*WORK TASK:*
Wherever a line of the records contains "below", copy that line.

*SOURCE MATERIAL:*
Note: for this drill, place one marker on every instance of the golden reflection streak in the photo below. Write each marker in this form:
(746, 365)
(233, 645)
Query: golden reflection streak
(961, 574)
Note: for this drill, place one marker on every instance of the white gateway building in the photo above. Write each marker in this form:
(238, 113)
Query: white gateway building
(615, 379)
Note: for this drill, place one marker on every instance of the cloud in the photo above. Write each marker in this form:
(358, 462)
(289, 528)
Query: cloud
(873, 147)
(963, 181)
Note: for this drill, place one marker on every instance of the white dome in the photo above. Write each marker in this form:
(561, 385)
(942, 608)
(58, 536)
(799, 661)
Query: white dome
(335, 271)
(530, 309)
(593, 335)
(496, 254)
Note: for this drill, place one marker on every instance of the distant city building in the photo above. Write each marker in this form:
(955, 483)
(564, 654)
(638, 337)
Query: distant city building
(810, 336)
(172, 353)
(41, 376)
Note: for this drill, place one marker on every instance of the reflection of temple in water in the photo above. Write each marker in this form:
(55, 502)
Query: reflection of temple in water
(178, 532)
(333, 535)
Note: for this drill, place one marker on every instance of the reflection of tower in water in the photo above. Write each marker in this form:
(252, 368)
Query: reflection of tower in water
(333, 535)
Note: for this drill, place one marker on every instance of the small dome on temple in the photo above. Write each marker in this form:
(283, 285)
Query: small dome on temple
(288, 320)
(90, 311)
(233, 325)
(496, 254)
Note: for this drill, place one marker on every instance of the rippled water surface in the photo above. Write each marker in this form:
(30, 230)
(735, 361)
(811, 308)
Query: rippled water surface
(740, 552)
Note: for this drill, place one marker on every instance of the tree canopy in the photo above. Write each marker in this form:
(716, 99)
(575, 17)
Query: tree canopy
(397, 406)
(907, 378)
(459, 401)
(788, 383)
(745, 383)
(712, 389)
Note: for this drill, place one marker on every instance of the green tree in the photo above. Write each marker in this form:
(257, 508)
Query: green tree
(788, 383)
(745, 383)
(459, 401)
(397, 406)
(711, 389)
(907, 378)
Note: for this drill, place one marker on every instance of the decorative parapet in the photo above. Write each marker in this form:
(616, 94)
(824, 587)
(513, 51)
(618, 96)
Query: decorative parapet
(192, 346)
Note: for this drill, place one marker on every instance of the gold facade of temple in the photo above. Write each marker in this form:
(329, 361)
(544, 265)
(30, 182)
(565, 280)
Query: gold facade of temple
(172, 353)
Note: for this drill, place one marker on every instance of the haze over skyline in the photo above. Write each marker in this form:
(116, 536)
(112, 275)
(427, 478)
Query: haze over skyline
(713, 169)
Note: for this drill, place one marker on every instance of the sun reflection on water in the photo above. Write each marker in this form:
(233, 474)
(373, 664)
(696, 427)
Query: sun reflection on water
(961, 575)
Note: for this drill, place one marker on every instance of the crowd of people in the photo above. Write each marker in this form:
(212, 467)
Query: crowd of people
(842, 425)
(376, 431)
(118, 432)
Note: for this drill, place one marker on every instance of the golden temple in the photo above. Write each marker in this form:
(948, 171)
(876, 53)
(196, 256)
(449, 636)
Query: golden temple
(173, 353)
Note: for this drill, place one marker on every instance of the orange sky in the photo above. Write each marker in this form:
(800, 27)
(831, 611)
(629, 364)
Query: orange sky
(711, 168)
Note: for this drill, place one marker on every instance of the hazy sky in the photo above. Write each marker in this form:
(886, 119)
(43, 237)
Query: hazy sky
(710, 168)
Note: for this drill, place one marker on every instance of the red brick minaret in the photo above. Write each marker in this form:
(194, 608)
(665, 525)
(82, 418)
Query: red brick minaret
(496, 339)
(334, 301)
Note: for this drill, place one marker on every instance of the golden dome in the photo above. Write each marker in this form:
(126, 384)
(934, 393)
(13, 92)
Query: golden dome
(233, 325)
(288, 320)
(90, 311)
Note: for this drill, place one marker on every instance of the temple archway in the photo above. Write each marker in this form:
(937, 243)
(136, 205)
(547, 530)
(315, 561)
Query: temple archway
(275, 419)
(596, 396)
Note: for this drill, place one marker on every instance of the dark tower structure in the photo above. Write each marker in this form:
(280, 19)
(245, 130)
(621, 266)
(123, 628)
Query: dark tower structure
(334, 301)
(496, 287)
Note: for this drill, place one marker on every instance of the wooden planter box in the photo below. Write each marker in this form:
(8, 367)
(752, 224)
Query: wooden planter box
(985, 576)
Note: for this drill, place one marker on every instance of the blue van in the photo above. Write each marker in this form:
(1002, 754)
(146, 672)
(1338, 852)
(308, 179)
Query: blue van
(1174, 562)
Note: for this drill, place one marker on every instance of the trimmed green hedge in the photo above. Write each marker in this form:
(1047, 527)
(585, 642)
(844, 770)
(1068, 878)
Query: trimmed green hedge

*ANSWER SECTION:*
Note: for this drill, place one marker on every instance of the golden reflection streak in the photo below. Write each marker in this form:
Note: for this drill, place one marker on every instance of the wooden planter box in the photo below. Write each marker in this form:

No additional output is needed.